---------- Extrait du texte ----------

Leurs journées sont rodées. C’est Marianne qui dépose Clara à l’école le matin. Catherine la récupère le soir. Mère et fille rentrent alors à vélo en longeant la Loire. Le week-end, elles visitent la région et conduisent la fillette aux multiples fêtes d’anniversaire de ses copines. Pour l’heure, la fillette colorie sagement dans son cahier de vacances, installée sur la longue table de la salle à manger. Le chat Farinelli se faufile sur le dossier du canapé. « Certes, nous sommes une famille homoparentale, mais nous nous sentons plus proches de familles hétérosexuelles dont nous partageons les principes éducatifs que d’autres familles homoparentales dont le mode de vie ne nous correspond pas », expliquent les deux femmes.

« Il n’y a pas d’homme à la maison, mais Clara est confrontée à notre altérité. On a deux caractères que tout oppose ! », illustre la volubile Marianne. « À l’école, reprend Catherine, la seule chose qui étonne, c’est de voir que nous nous occupons autant l’une que l’autre de Clara. Nous signons par exemple systématiquement toutes les deux chaque mot dans le cahier de liaison. »

---------- Extraits de données ----------

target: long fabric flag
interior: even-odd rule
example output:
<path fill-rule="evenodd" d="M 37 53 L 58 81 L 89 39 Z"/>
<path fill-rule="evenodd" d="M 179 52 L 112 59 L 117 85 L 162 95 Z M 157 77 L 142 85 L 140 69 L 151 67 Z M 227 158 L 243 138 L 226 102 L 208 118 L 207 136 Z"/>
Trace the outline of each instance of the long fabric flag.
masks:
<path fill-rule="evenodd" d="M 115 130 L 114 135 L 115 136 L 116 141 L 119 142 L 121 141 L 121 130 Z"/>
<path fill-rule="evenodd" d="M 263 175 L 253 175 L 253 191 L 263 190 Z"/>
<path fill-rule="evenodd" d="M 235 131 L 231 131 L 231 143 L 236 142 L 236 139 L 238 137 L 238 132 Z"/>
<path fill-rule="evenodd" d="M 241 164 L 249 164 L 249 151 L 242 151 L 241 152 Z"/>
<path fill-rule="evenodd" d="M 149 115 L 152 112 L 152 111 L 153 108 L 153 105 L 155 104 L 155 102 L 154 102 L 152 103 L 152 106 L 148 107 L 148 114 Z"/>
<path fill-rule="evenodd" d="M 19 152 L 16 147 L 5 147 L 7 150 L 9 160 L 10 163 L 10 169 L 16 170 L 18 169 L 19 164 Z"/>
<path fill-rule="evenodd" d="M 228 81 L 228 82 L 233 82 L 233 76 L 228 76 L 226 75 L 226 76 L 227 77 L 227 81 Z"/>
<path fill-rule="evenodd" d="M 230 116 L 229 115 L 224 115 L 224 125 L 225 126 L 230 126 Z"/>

----------

**Série d'exercices**
A - Selon l'extrait, qui dépose Clara à l'école le matin ?
B - Reproduisez fidèlement le passage de l'extrait qui va de « Leurs journées sont » jusqu'à « les deux femmes. ».

**Les réponses**
A - C'est Marianne qui dépose Clara à l'école le matin.

B -
Leurs journées sont rodées. C’est Marianne qui dépose Clara à l’école le matin. Catherine la récupère le soir. Mère et fille rentrent alors à vélo en longeant la Loire. Le week-end, elles visitent la région et conduisent la fillette aux multiples fêtes d’anniversaire de ses copines. Pour l’heure, la fillette colorie sagement dans son cahier de vacances, installée sur la longue table de la salle à manger. Le chat Farinelli se faufile sur le dossier du canapé. « Certes, nous sommes une famille homoparentale, mais nous nous sentons plus proches de familles hétérosexuelles dont nous partageons les principes éducatifs que d’autres familles homoparentales dont le mode de vie ne nous correspond pas », expliquent les deux femmes.